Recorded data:
▼
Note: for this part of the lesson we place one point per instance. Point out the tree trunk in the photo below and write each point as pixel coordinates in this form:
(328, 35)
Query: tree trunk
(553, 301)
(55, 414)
▲
EXERCISE DESCRIPTION: Copy the rows above word for word, without changing anything.

RIGHT ANSWER:
Note: for this part of the lesson we place one point per instance. Point out the tree trunk in the photo below and write each point as pixel coordinates in this form:
(328, 35)
Query: tree trunk
(553, 301)
(55, 414)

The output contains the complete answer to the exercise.